As the answer, give exactly the lines of the records below from the one with "x=556 y=351" through the one with "x=430 y=330", ends included and pictures left out.

BEGIN Records provided

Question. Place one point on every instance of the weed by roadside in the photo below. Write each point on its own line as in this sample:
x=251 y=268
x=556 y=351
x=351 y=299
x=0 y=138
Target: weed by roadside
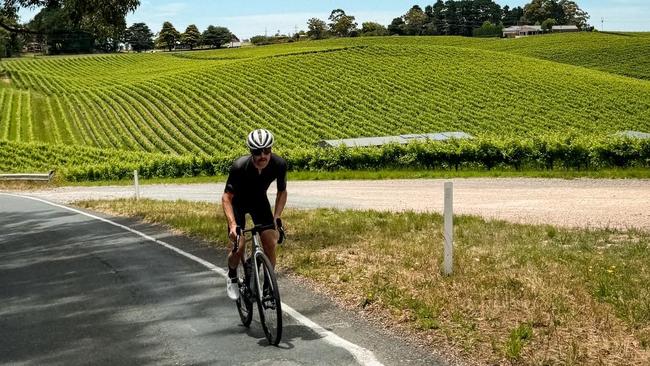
x=520 y=293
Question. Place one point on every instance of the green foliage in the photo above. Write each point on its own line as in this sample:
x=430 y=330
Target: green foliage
x=317 y=29
x=216 y=36
x=140 y=37
x=369 y=29
x=168 y=36
x=489 y=30
x=548 y=24
x=191 y=37
x=536 y=113
x=342 y=25
x=517 y=340
x=81 y=164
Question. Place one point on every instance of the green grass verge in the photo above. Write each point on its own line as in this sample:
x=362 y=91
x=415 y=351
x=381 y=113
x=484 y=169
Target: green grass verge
x=630 y=173
x=524 y=294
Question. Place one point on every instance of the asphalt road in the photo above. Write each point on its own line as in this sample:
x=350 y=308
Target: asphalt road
x=75 y=290
x=593 y=203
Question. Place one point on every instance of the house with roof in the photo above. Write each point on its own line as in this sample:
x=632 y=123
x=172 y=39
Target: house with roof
x=564 y=28
x=522 y=31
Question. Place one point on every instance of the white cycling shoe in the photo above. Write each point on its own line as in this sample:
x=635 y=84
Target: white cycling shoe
x=232 y=289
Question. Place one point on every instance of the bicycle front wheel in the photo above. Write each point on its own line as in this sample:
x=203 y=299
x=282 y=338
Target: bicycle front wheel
x=244 y=302
x=268 y=300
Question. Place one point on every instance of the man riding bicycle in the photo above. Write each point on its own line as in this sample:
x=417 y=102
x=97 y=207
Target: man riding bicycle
x=250 y=176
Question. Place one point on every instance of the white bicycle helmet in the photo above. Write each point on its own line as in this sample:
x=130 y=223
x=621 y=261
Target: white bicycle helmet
x=260 y=139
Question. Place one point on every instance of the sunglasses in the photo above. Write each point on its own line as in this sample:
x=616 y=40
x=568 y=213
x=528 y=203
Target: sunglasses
x=258 y=152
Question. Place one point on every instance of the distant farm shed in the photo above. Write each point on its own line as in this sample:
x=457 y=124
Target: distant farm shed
x=401 y=139
x=564 y=28
x=634 y=134
x=522 y=30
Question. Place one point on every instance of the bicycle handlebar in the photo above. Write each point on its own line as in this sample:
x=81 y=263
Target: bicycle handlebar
x=259 y=228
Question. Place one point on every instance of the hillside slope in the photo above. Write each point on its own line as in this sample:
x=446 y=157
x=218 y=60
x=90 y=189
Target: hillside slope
x=207 y=101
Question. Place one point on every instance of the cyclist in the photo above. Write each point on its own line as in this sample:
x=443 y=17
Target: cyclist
x=250 y=176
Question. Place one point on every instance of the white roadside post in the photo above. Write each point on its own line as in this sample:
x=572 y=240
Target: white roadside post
x=449 y=227
x=137 y=185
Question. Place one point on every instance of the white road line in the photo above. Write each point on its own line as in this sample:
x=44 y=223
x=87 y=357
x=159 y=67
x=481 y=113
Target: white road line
x=362 y=355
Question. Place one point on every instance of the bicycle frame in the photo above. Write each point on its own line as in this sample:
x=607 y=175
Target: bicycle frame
x=258 y=283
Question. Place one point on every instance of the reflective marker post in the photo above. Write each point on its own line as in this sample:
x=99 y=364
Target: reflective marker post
x=137 y=185
x=449 y=228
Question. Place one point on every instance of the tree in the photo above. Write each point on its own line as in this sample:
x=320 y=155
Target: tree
x=562 y=11
x=452 y=21
x=316 y=28
x=341 y=24
x=396 y=27
x=104 y=20
x=139 y=36
x=168 y=36
x=414 y=21
x=216 y=36
x=512 y=16
x=373 y=29
x=488 y=30
x=52 y=26
x=191 y=37
x=10 y=43
x=573 y=14
x=548 y=24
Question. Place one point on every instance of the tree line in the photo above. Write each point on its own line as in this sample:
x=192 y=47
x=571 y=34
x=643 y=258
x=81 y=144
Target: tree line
x=79 y=26
x=85 y=26
x=456 y=18
x=140 y=37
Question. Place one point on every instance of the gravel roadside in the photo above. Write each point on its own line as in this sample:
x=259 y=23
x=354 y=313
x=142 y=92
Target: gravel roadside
x=593 y=203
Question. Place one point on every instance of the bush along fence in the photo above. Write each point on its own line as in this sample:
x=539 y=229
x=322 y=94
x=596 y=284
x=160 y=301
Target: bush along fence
x=548 y=152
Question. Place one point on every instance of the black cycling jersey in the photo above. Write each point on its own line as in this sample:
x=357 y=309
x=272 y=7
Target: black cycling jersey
x=247 y=184
x=249 y=187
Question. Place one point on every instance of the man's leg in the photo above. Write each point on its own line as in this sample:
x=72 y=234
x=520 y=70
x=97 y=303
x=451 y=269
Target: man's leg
x=269 y=240
x=234 y=258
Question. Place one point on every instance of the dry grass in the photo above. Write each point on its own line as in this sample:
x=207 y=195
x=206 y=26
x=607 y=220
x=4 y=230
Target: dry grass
x=22 y=185
x=531 y=295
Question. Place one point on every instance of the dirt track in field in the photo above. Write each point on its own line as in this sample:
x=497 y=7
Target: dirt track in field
x=617 y=203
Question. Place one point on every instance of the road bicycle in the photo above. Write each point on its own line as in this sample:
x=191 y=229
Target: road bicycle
x=257 y=283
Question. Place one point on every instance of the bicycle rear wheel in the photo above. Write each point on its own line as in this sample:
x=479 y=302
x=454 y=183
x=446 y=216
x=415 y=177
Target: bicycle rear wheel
x=268 y=301
x=244 y=302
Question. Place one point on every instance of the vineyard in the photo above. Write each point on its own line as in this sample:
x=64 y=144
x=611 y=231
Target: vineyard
x=200 y=105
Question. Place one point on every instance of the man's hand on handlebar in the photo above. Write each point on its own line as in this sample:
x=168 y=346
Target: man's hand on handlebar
x=232 y=233
x=280 y=228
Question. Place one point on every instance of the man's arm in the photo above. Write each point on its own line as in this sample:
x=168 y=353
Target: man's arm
x=226 y=203
x=280 y=201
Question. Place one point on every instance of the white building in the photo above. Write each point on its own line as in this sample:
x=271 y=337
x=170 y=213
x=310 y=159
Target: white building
x=564 y=28
x=522 y=30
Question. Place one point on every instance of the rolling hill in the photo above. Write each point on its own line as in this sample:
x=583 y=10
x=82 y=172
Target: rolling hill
x=206 y=101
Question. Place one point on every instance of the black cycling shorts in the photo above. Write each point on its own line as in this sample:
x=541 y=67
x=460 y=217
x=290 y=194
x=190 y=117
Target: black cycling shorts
x=260 y=212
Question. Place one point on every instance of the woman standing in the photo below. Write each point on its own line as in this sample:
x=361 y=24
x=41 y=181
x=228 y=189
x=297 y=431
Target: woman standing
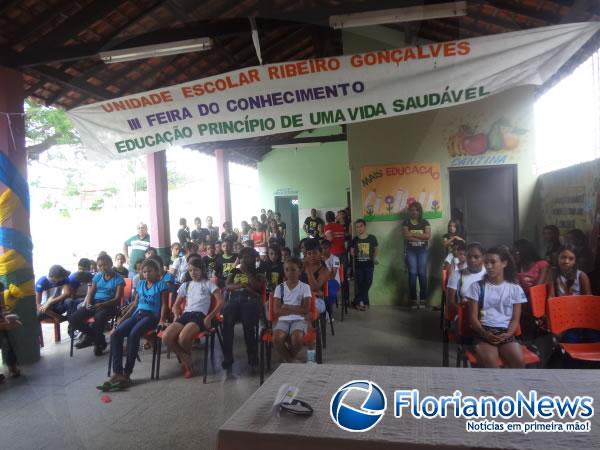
x=417 y=232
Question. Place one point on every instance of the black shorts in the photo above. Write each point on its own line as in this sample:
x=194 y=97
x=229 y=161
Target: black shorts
x=494 y=330
x=192 y=316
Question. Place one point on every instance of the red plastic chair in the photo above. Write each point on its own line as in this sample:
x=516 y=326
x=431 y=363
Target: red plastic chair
x=576 y=311
x=312 y=336
x=468 y=357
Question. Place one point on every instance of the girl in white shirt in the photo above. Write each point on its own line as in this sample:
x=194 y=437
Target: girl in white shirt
x=495 y=311
x=566 y=279
x=460 y=280
x=290 y=307
x=197 y=315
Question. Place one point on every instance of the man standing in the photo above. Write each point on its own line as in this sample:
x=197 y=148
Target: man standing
x=281 y=225
x=212 y=230
x=199 y=234
x=183 y=235
x=138 y=243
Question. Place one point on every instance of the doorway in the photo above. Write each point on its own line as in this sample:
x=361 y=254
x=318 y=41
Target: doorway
x=288 y=208
x=485 y=201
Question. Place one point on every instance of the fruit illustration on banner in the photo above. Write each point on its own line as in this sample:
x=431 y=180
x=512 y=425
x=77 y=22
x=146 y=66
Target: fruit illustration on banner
x=466 y=141
x=476 y=144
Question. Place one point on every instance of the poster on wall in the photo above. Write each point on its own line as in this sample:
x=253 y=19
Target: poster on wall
x=388 y=190
x=571 y=199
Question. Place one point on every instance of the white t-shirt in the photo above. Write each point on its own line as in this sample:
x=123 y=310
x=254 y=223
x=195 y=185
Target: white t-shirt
x=197 y=295
x=180 y=266
x=333 y=262
x=293 y=297
x=498 y=301
x=464 y=278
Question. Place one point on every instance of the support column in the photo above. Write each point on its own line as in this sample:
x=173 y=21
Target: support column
x=16 y=270
x=158 y=193
x=224 y=187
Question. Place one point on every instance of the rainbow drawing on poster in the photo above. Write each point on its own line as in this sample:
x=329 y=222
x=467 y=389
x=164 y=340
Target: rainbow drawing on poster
x=388 y=190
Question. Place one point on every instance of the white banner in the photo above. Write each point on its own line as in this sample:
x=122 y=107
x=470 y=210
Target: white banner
x=299 y=95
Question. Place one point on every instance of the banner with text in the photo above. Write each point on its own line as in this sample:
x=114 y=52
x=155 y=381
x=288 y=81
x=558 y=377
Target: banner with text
x=299 y=95
x=388 y=190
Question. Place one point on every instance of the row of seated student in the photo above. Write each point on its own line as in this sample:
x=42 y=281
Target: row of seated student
x=243 y=277
x=496 y=291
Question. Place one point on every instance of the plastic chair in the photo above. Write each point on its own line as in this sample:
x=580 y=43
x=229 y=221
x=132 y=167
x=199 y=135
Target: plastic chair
x=312 y=336
x=111 y=322
x=345 y=291
x=57 y=337
x=576 y=311
x=127 y=290
x=467 y=357
x=443 y=305
x=210 y=340
x=537 y=296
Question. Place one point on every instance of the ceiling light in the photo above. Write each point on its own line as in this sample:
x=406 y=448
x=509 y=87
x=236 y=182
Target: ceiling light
x=398 y=15
x=158 y=50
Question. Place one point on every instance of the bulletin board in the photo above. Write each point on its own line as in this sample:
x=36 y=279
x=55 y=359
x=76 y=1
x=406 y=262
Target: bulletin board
x=388 y=190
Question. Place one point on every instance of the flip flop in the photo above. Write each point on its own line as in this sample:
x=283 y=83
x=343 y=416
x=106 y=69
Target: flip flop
x=104 y=387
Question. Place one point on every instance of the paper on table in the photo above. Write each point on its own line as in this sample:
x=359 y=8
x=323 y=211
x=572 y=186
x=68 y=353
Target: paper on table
x=286 y=394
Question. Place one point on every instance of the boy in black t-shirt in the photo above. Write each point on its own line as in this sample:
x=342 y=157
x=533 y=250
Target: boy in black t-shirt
x=313 y=225
x=273 y=268
x=226 y=262
x=364 y=249
x=417 y=232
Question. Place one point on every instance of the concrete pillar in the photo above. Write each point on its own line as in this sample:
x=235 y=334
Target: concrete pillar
x=158 y=192
x=15 y=232
x=223 y=188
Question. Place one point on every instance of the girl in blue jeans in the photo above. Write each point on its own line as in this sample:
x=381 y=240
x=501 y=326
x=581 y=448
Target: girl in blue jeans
x=417 y=232
x=148 y=310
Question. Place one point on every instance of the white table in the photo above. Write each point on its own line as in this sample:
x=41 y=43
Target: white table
x=254 y=427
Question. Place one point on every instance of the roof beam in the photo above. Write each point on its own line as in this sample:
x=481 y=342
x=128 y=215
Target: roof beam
x=59 y=54
x=61 y=78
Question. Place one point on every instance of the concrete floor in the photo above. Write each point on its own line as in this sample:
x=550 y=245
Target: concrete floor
x=55 y=404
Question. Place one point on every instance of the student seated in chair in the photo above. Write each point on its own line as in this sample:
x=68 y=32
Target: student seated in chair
x=195 y=317
x=101 y=302
x=52 y=295
x=495 y=310
x=146 y=312
x=290 y=308
x=565 y=280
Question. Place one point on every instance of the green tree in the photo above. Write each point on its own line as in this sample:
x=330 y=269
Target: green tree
x=45 y=127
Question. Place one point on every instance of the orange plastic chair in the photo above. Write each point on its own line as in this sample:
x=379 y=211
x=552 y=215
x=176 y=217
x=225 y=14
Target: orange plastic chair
x=537 y=296
x=576 y=311
x=468 y=356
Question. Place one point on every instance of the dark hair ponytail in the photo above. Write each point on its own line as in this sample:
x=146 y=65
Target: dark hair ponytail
x=58 y=272
x=510 y=271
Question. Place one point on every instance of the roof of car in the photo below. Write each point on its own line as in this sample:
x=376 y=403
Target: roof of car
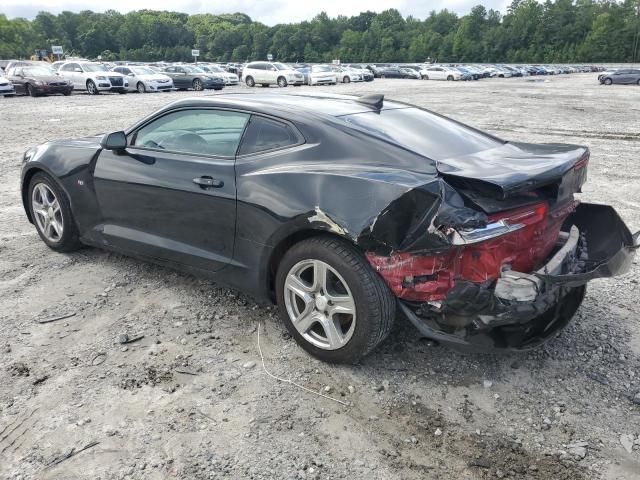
x=323 y=104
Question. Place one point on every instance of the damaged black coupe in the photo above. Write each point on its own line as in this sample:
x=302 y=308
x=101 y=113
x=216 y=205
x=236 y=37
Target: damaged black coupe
x=340 y=208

END Records provided

### Solution for this exercise
x=556 y=351
x=351 y=299
x=0 y=138
Target: weed by roadside
x=520 y=293
Question. Place one point on every instance of the green foliage in the photo above. Write each point on its own line as in this sample:
x=430 y=330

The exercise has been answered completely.